What is asked: Pull out every line below that contains the word "wall" and copy each one.

Pointing and labeling entries:
★ ★ ★
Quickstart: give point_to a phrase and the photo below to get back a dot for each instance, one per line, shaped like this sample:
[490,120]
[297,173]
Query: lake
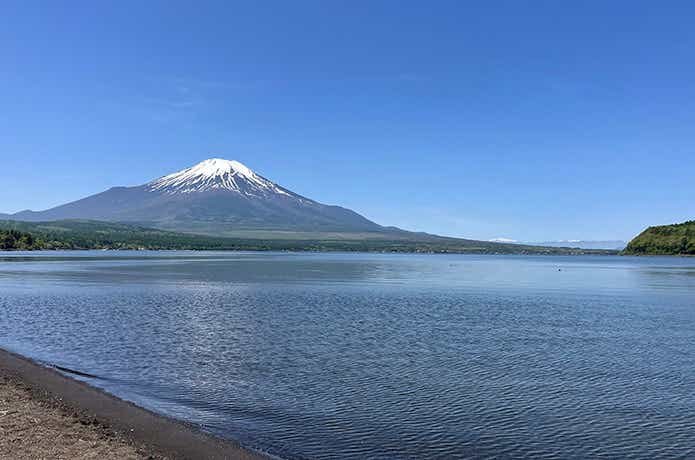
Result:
[373,355]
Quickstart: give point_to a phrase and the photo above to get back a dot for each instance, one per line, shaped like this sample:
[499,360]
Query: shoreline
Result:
[156,434]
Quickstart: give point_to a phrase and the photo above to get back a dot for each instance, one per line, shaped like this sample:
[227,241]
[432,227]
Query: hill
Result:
[675,239]
[212,197]
[86,234]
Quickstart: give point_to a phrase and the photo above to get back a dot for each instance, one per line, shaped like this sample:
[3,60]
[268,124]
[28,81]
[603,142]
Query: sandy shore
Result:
[44,414]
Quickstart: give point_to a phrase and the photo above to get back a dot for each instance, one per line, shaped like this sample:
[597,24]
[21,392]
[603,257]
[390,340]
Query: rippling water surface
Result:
[377,356]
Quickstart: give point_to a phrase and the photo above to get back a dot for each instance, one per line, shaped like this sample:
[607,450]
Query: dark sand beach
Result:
[44,414]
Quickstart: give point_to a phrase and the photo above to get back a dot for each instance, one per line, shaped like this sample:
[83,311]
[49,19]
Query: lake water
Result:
[377,356]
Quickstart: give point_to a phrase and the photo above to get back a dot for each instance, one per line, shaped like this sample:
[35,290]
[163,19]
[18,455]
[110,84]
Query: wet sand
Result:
[44,414]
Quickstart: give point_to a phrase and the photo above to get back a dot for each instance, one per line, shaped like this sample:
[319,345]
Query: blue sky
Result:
[528,120]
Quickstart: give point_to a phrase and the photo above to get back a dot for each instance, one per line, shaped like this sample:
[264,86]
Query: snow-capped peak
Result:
[216,174]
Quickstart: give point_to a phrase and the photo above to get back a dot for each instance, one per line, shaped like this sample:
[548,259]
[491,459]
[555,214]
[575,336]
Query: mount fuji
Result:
[215,197]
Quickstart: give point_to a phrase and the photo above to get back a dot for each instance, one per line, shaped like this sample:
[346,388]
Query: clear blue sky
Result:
[534,120]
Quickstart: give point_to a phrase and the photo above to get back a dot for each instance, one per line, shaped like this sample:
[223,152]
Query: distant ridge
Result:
[675,239]
[212,197]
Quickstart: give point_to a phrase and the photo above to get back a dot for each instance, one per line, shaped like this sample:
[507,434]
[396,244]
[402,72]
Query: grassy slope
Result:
[676,239]
[81,234]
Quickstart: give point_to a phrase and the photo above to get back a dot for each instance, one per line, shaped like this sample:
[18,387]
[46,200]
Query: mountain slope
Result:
[675,239]
[211,197]
[83,234]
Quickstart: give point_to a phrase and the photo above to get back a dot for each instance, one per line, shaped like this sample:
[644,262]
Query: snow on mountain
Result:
[217,174]
[214,196]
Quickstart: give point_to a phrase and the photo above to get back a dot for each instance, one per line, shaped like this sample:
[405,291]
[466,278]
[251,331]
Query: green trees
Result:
[676,239]
[14,239]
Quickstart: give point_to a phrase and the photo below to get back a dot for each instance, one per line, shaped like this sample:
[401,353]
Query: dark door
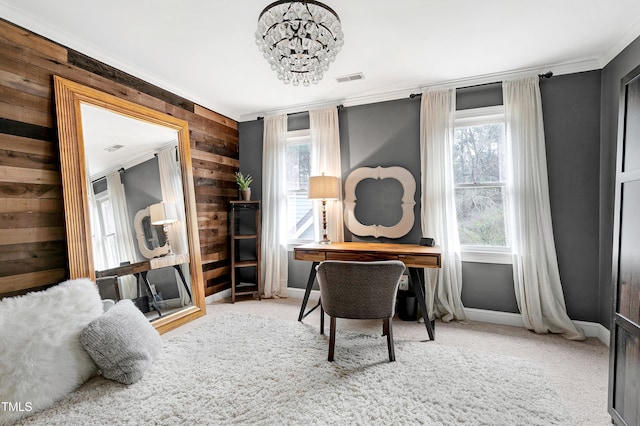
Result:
[624,374]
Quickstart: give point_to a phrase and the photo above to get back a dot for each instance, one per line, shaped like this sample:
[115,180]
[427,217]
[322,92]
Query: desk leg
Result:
[418,288]
[154,302]
[184,281]
[307,292]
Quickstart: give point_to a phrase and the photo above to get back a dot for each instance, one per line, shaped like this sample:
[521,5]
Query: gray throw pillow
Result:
[122,342]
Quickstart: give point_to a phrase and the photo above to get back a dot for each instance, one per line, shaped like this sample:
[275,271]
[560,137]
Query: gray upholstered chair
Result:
[108,288]
[359,290]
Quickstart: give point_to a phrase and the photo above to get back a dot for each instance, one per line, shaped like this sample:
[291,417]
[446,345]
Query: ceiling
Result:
[113,141]
[204,50]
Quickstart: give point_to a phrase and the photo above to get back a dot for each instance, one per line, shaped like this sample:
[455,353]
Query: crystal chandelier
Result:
[299,39]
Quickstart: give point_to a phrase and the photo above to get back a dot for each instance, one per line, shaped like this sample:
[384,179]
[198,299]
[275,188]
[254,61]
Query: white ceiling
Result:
[204,50]
[139,140]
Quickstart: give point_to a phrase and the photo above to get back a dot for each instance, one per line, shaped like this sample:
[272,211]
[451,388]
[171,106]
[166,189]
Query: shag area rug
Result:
[240,369]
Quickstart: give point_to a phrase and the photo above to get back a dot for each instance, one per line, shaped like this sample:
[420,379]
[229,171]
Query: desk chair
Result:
[359,290]
[108,288]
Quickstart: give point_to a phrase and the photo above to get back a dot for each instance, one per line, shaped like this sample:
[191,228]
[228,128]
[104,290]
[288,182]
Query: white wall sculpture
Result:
[408,218]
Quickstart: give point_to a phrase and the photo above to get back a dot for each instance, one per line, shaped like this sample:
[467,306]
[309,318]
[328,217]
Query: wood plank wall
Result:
[33,249]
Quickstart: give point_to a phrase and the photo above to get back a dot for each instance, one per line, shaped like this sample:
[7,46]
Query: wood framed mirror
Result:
[71,99]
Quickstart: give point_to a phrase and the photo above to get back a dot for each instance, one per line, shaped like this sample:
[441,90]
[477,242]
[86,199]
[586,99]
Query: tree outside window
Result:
[480,180]
[299,207]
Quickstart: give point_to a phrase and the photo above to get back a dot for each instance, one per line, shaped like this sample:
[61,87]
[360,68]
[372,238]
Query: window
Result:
[299,207]
[479,167]
[105,233]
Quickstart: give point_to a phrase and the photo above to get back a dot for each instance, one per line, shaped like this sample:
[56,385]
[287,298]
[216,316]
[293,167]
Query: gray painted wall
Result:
[387,134]
[621,65]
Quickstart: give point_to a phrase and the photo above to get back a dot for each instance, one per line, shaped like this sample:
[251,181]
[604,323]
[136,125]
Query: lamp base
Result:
[324,240]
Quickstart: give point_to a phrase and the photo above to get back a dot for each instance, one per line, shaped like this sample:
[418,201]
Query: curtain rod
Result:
[547,74]
[299,112]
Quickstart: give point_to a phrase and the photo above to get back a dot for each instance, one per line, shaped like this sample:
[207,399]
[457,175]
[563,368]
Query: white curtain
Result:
[274,207]
[124,235]
[325,158]
[443,287]
[94,222]
[535,267]
[171,187]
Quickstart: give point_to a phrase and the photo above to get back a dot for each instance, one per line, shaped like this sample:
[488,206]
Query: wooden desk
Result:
[414,257]
[140,269]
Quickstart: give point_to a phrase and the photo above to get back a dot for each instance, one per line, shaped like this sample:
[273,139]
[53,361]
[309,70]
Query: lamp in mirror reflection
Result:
[324,188]
[163,214]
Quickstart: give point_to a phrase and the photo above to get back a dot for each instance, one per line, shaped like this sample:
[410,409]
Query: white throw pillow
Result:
[41,358]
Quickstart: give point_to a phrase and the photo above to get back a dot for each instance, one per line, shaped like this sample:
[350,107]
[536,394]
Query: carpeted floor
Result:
[577,371]
[250,370]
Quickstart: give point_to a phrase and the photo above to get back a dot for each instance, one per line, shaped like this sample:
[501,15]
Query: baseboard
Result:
[591,329]
[218,296]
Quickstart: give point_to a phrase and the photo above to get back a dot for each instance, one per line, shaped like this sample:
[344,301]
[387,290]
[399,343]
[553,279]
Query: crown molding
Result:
[558,69]
[625,40]
[57,35]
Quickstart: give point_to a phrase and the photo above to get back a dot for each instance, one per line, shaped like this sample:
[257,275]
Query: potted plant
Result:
[243,184]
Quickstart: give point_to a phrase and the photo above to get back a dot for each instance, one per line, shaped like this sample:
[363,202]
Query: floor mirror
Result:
[129,203]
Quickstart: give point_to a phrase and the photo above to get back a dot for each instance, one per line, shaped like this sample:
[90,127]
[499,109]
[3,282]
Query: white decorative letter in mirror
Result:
[408,183]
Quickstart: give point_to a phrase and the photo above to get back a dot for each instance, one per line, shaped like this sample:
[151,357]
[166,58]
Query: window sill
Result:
[292,245]
[487,257]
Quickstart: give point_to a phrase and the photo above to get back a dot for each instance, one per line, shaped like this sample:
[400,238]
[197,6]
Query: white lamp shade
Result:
[324,187]
[163,213]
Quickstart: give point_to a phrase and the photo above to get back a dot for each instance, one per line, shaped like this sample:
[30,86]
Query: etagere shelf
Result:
[244,236]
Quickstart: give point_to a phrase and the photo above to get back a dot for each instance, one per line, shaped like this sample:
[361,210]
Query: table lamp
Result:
[324,188]
[163,214]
★ ★ ★
Written solution:
Query: white wall sculpture
Query: wood plank wall
Query: gray painted wall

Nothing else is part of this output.